[Material provided Boundary: Start]

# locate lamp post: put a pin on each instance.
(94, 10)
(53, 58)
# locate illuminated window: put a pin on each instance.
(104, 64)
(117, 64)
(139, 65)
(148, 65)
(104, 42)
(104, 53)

[Material provided Boundary: End]

Please return every line of the data, unaltered.

## [Exercise result]
# locate lamp post: put a pin on each instance.
(94, 10)
(53, 58)
# locate illuminated window: put a pin on each instance.
(104, 64)
(117, 64)
(139, 65)
(148, 65)
(104, 42)
(104, 53)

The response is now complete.